• [DATASET ROWS]:
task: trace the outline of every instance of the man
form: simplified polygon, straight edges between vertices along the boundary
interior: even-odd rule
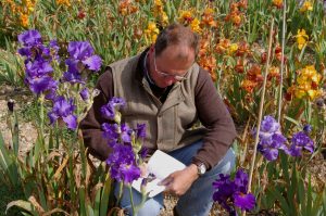
[[[195,63],[198,40],[190,28],[173,24],[141,54],[111,64],[98,80],[101,93],[80,126],[90,152],[105,160],[110,148],[102,138],[100,107],[112,97],[124,98],[123,120],[131,128],[147,125],[143,145],[150,153],[160,149],[187,165],[162,182],[179,196],[174,214],[181,216],[209,215],[212,182],[235,164],[229,149],[235,126],[210,74]],[[133,193],[137,205],[141,194]],[[131,215],[129,193],[124,194],[121,206]],[[159,215],[162,207],[159,194],[145,202],[138,216]]]

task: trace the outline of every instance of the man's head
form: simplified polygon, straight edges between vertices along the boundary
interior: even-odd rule
[[[173,24],[163,29],[149,50],[150,75],[165,88],[184,79],[195,62],[199,37],[189,27]]]

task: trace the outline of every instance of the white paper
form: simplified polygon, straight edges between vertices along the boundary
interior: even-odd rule
[[[165,186],[159,186],[158,183],[166,178],[170,174],[181,170],[185,167],[185,164],[183,164],[181,162],[175,160],[174,157],[160,150],[156,150],[148,162],[148,173],[153,174],[156,177],[146,185],[146,192],[148,193],[148,196],[153,198],[154,195],[164,191]],[[142,180],[143,178],[135,180],[133,182],[133,188],[141,192],[140,186]]]

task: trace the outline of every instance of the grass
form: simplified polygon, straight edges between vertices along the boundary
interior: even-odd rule
[[[11,189],[7,187],[0,179],[0,216],[18,216],[22,215],[17,207],[11,207],[5,214],[7,204],[11,201],[24,199],[22,189]]]

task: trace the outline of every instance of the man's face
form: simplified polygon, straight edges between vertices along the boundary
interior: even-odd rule
[[[195,51],[186,46],[170,46],[160,55],[152,47],[150,53],[151,77],[160,88],[184,80],[195,62]]]

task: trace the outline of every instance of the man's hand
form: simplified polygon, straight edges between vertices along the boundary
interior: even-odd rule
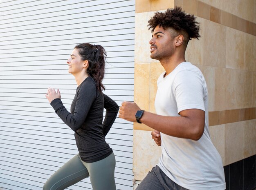
[[[48,88],[47,91],[47,93],[45,94],[45,97],[48,99],[50,103],[54,99],[60,98],[61,93],[60,91],[58,89],[57,92],[55,91],[54,88]]]
[[[137,111],[140,110],[139,107],[134,102],[125,101],[122,103],[122,105],[120,107],[118,116],[129,121],[136,122],[135,114]]]
[[[153,131],[151,132],[152,139],[154,139],[156,144],[158,146],[161,146],[162,141],[161,139],[161,134],[158,131]]]

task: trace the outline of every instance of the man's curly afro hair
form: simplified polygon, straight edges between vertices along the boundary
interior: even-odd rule
[[[148,20],[148,29],[153,32],[155,27],[159,26],[164,29],[172,28],[178,32],[185,31],[189,35],[189,38],[195,38],[198,40],[199,23],[195,21],[194,15],[186,14],[181,7],[175,7],[168,9],[164,13],[156,12],[155,15]]]

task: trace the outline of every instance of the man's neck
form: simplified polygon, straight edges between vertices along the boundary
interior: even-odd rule
[[[180,64],[186,61],[184,56],[180,58],[177,58],[172,56],[169,59],[164,59],[160,61],[161,64],[162,65],[166,74],[165,76],[166,76],[170,74],[176,67]]]

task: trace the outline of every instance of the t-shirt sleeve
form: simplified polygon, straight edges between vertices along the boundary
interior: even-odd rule
[[[180,71],[175,76],[173,85],[178,114],[190,109],[205,112],[204,86],[200,75],[188,70]]]
[[[103,133],[106,136],[116,119],[119,107],[115,101],[106,94],[104,96],[104,108],[106,109],[106,114],[103,122]]]
[[[95,85],[84,85],[76,92],[77,98],[73,114],[68,112],[60,99],[51,102],[51,105],[61,120],[74,131],[79,129],[85,121],[96,97]]]

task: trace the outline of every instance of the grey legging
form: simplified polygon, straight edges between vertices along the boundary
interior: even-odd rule
[[[90,177],[93,190],[116,190],[114,153],[102,160],[87,163],[78,154],[47,180],[43,190],[62,190]]]

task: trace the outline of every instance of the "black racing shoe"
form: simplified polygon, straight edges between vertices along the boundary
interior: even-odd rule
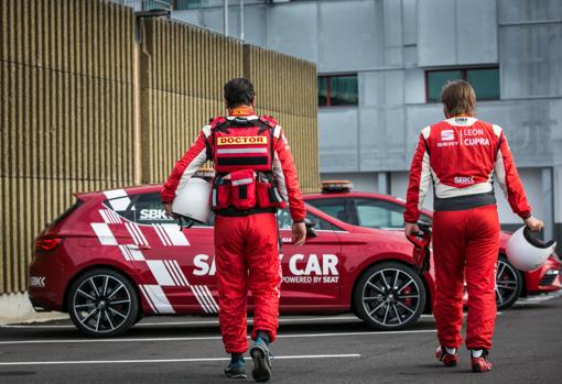
[[[247,378],[248,375],[244,370],[245,361],[244,359],[237,360],[236,362],[230,362],[228,366],[225,369],[225,375],[230,378]]]
[[[257,382],[267,382],[271,378],[271,352],[268,343],[261,339],[256,339],[256,344],[250,349],[250,356],[253,361],[251,376]]]
[[[488,360],[488,350],[471,350],[471,364],[473,372],[482,373],[491,371],[494,365]]]

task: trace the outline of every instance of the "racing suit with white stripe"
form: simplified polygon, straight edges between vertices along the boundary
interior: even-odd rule
[[[433,184],[433,312],[443,347],[457,348],[462,343],[464,279],[468,292],[466,345],[491,347],[499,252],[494,182],[515,213],[523,220],[531,216],[500,127],[455,117],[422,130],[410,168],[404,221],[418,221]]]

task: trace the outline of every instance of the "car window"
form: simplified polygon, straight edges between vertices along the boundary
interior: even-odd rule
[[[368,228],[402,228],[404,207],[386,200],[354,199],[359,226]],[[422,215],[423,221],[431,218]]]
[[[280,209],[277,213],[279,229],[291,229],[291,226],[293,223],[293,220],[291,219],[291,213],[289,212],[289,209]],[[316,215],[313,215],[311,212],[306,212],[306,219],[311,220],[315,223],[314,229],[321,229],[321,230],[328,230],[333,231],[334,226],[327,220],[324,220]]]
[[[333,218],[353,223],[346,210],[346,199],[344,198],[306,200],[306,202]]]
[[[134,196],[127,210],[121,215],[126,219],[139,224],[174,223],[176,221],[165,213],[164,205],[160,199],[159,193],[139,194]],[[212,227],[214,221],[215,217],[210,215],[205,226]]]
[[[125,216],[140,224],[174,222],[174,219],[166,215],[159,193],[134,196]]]

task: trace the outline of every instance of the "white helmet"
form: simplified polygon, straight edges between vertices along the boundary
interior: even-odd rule
[[[181,189],[176,190],[172,202],[172,212],[180,216],[182,227],[184,227],[182,221],[191,221],[193,224],[193,221],[205,223],[208,220],[210,215],[210,189],[209,182],[194,176]],[[191,224],[186,227],[191,227]]]
[[[507,243],[507,259],[521,271],[532,271],[541,266],[556,248],[556,242],[543,242],[531,234],[529,227],[519,228]]]

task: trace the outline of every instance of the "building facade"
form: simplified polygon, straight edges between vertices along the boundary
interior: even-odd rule
[[[404,197],[419,131],[443,118],[441,86],[466,78],[478,117],[505,129],[545,237],[561,239],[562,1],[228,3],[229,35],[317,64],[323,178]],[[175,19],[225,32],[224,0],[171,6]],[[504,227],[516,228],[497,194]]]

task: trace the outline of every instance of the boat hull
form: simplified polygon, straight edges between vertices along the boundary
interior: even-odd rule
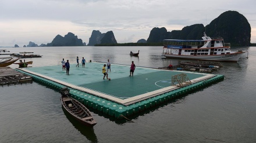
[[[61,97],[62,101],[62,108],[76,120],[81,123],[84,125],[88,127],[93,127],[97,124],[97,122],[94,120],[93,116],[90,113],[89,110],[79,102],[76,100],[72,97]],[[72,104],[72,107],[69,107],[69,104]],[[73,109],[74,108],[74,110]],[[72,111],[72,110],[74,110]],[[80,112],[79,114],[75,113],[75,112]],[[80,117],[79,115],[87,115],[84,117]]]
[[[216,61],[230,61],[237,62],[244,52],[237,52],[233,54],[209,55],[209,56],[187,56],[165,54],[166,58],[184,58],[196,60]]]

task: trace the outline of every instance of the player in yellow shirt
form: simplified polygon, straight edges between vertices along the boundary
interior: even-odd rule
[[[108,79],[108,73],[106,72],[106,69],[105,68],[106,67],[106,64],[104,64],[102,68],[102,74],[104,75],[104,76],[103,76],[103,79],[105,79],[105,76],[106,75],[106,79]]]

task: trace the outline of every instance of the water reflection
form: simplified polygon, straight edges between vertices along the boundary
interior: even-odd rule
[[[71,122],[73,126],[74,126],[74,128],[77,129],[81,134],[84,135],[89,141],[91,141],[91,142],[98,142],[97,137],[94,133],[94,130],[93,128],[87,127],[77,122],[70,115],[66,113],[63,107],[62,110],[67,119]]]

• [SHORT PROBLEM]: Write out the material unchanged, from the line containing "task: trace the outline of every instance of the water" through the last line of the material, both ends included.

• [OUTPUT FOR THIS TASK]:
task: trace the outline of every instance of the water reflection
form: simplified polygon, straight edges between vertices along the boundary
interior: even-odd rule
[[[71,122],[73,126],[74,126],[74,128],[77,129],[81,134],[84,135],[89,141],[91,141],[91,142],[98,142],[97,137],[94,133],[94,130],[93,128],[87,127],[77,122],[70,115],[66,113],[63,107],[62,110],[67,119]]]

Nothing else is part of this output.